■ **Assignment**
Every record below needs to be written out exactly, apart from the pictures.

(Items from a data source)
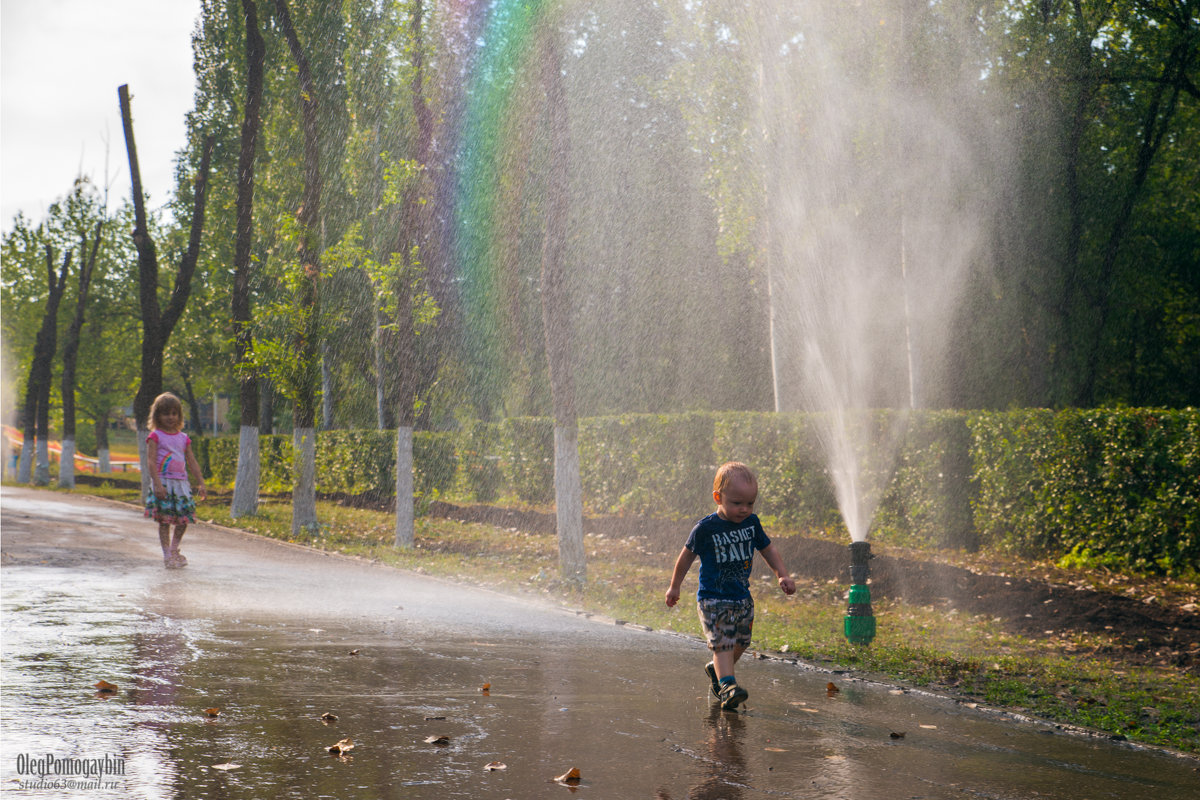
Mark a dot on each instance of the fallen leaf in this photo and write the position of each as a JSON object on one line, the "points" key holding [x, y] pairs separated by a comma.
{"points": [[569, 776], [341, 746]]}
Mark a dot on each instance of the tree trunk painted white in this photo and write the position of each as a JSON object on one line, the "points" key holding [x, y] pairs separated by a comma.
{"points": [[569, 504], [405, 513], [381, 391], [143, 456], [42, 467], [327, 389], [25, 468], [245, 486], [304, 482], [66, 465]]}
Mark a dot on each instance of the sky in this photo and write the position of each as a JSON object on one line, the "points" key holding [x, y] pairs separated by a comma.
{"points": [[60, 65]]}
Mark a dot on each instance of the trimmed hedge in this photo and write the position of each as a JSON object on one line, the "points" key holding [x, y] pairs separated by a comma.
{"points": [[1116, 486], [1110, 486]]}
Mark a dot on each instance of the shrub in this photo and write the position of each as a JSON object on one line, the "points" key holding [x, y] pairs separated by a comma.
{"points": [[528, 455], [480, 461], [435, 463]]}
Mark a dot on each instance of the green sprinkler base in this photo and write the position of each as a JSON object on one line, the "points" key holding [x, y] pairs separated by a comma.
{"points": [[859, 620], [859, 630]]}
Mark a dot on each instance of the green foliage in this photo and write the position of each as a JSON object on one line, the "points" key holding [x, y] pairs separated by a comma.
{"points": [[435, 463], [528, 456], [1119, 486], [928, 500], [1116, 487], [648, 463], [357, 462], [785, 453], [479, 458]]}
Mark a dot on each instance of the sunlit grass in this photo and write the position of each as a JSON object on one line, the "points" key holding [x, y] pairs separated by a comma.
{"points": [[972, 657]]}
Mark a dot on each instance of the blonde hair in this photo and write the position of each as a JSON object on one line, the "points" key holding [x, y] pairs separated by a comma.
{"points": [[732, 470], [165, 402]]}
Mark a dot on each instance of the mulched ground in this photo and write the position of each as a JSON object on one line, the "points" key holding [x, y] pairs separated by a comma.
{"points": [[1140, 629], [1146, 632]]}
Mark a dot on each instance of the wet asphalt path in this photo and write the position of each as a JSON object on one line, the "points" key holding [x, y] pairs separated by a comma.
{"points": [[264, 632]]}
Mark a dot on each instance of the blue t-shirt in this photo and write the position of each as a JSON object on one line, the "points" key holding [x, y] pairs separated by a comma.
{"points": [[726, 552]]}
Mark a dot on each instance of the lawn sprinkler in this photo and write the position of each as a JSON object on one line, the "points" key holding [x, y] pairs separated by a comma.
{"points": [[859, 620]]}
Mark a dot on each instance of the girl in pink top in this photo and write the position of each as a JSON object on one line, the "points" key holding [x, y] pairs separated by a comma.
{"points": [[169, 455]]}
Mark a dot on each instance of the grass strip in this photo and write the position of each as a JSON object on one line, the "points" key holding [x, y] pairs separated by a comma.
{"points": [[970, 657]]}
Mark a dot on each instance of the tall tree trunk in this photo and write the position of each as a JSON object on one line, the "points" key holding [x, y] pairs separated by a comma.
{"points": [[70, 356], [245, 488], [1153, 128], [36, 417], [193, 405], [157, 323], [265, 408], [556, 318], [412, 236], [103, 463], [304, 498]]}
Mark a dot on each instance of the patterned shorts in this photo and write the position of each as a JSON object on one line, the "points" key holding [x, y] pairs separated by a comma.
{"points": [[727, 623]]}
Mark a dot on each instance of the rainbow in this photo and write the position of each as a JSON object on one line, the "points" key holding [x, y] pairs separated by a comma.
{"points": [[502, 95]]}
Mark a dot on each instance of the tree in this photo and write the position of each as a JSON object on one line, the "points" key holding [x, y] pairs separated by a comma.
{"points": [[245, 495], [306, 337], [157, 323], [71, 352], [37, 388], [556, 317]]}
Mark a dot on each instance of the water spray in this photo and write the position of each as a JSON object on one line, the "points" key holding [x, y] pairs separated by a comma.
{"points": [[859, 620]]}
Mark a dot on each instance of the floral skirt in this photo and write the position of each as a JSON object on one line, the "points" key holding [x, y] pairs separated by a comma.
{"points": [[178, 507]]}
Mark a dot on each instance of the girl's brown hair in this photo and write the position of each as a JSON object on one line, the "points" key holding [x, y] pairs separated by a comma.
{"points": [[732, 470], [163, 403]]}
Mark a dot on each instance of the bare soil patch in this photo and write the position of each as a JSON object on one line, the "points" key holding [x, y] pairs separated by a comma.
{"points": [[1156, 632]]}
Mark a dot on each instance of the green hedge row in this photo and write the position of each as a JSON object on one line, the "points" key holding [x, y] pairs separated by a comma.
{"points": [[1116, 486]]}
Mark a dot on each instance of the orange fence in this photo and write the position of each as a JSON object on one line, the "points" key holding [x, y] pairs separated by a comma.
{"points": [[83, 463]]}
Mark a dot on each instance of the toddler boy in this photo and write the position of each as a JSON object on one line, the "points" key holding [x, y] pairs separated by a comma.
{"points": [[725, 542]]}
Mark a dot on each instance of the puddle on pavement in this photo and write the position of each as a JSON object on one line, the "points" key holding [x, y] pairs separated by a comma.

■ **Written solution**
Mark a dot on each instance of the fallen leaf in this photo and write the position of each as a JSON object on one line, the "points" key holding [x, y] pairs separated by a comma.
{"points": [[569, 776], [341, 746]]}
Mark a dot on each instance of the tree trunk painted white in this photo and write the position of each as a JSON object on one line, the "points" key holding [x, y] pairs separated by a comma.
{"points": [[569, 504], [405, 513], [381, 391], [143, 456], [42, 467], [327, 389], [25, 468], [245, 486], [304, 482], [66, 465]]}
Mark a dot on each instance of the sky in this photo and write the position of each as a JSON object on one line, the "points" key holding [x, y] pairs separated by a comma.
{"points": [[60, 65]]}
Mark a dot on each instance of the trimmed hedge in this photo and write the position of each as a JSON object on one line, the "points" key holding [x, y] pairs separated by a comma.
{"points": [[1116, 486], [1110, 486]]}
Mark a dot on each instance of the shrub in this photo and write the position of each as a JSON object on one line, the "points" key holding [x, y] pairs separated by a comma.
{"points": [[528, 455], [480, 461], [435, 463]]}
Mark a dot on each instance of the green sprinkler base in this photo and write the position of each as a JSON object on one line, the "points" key holding [x, y] pairs separated by a comma.
{"points": [[859, 620], [859, 630]]}
Mark a dot on each instance of the green foliage in this photo and write the position of each as a JSON object on one line, the "points" key holding [x, y] pairs separated by a comma.
{"points": [[435, 463], [528, 456], [1119, 486], [928, 500], [1116, 487], [648, 463], [357, 462], [785, 453], [479, 458]]}
Mark a dot on each instance of the sunlit grass in this photo and write the position of each as a JSON object on one line, the "points" key holding [x, y] pairs separated by a comma.
{"points": [[972, 657]]}
Mark a dot on each instance of the blonde hair in this photo and write the position of each as a JSON object on one line, the "points" key holding [x, y] pairs separated by a comma.
{"points": [[732, 470], [165, 402]]}
Mark a dot on each instance of the mulched ground in this photo and write the position of each as a JSON object on one line, the "points" key holding [x, y] pairs separated by a comma.
{"points": [[1140, 629], [1146, 632]]}
Mark a dot on each instance of the wet asphalt path in this photo and write the position of each as a JSON object on one line, the "points" key holding [x, y] pairs separated by a comma.
{"points": [[264, 632]]}
Mark a dot on each instance of the blue t-shirt in this photo and write the position of each as a JSON object on one line, the "points" key holding [x, y] pairs separated by a comma.
{"points": [[726, 552]]}
Mark a dot on each instance of the lawn sprinkler in this photo and write the position of each as a JSON object on one line, the "points" key holding [x, y] pairs separated by a comma.
{"points": [[859, 620]]}
Mark a dot on each instance of the girl in pink top in this photo and write the position of each as a JSON object on one line, the "points" key holding [x, y] pairs separated by a comma.
{"points": [[169, 455]]}
Mark a dot on each instance of the grass strip in this photo and write the position of each as a JSON object on one line, the "points" key holding [x, y] pairs separated by a comma.
{"points": [[970, 657]]}
Mark a dot on each instance of the tall tree trunk in this photo and write the position of each as a JSON object on one line, the "points" key holding [x, y] pairs separated by a comma.
{"points": [[70, 356], [245, 488], [1153, 128], [36, 417], [193, 405], [157, 323], [265, 408], [556, 318], [412, 236], [103, 463], [304, 498]]}
Mark a dot on each instance of the patterned shorts in this photo and write the position of each as a JSON object on one line, the "points" key holding [x, y] pairs separated by a comma.
{"points": [[727, 623]]}
Mark a dot on each instance of the rainbow in this photo and write the position of each as a JSON object on one line, the "points" key holding [x, y] pairs separated by a comma.
{"points": [[502, 95]]}
Mark a dot on each instance of the tree in this photo and write the position of each as a JSON object on one line, the "points" key holding [x, y] pairs separated by a comma.
{"points": [[245, 495], [306, 337], [157, 323], [71, 352], [37, 388], [556, 317]]}
Mark a dot on each instance of the water spray in this photo and write the position of each as a JSON object on one line, the "points" key holding [x, y] pairs separated by a comma.
{"points": [[859, 620]]}
Mark a dot on each instance of the floral skirt in this photo and write the position of each as a JSON object on one line, the "points" key holding [x, y] pairs separated by a comma.
{"points": [[178, 507]]}
Mark a dot on each instance of the girl's brown hair in this photo and write the position of each as a JSON object on one line, the "points" key holding [x, y] pairs separated by a comma.
{"points": [[732, 470], [163, 403]]}
Mark a dot on each instance of the bare soil patch in this photo and write the position of each as a JSON object on one line, the "points" key holding [x, y] pairs separated by a comma.
{"points": [[1156, 632]]}
Mark a dot on each instance of the green hedge row in this photo and write the position of each as a JSON object on one line, the "points" key holding [x, y] pairs separated by a comma.
{"points": [[1116, 486]]}
Mark a dot on each instance of the orange fence in this photo and write the position of each as a JSON object on one line, the "points" key holding [x, y] pairs separated by a comma.
{"points": [[83, 463]]}
Mark a dot on each instance of the toddler boy in this photo and write the position of each as a JSON object on one line, the "points" key holding [x, y] pairs separated by a comma.
{"points": [[725, 542]]}
Mark a dot on each instance of the puddle on pavement in this photo and write the position of each as a JSON object on one line, the "points" key holding [x, y] pairs separated by a comma.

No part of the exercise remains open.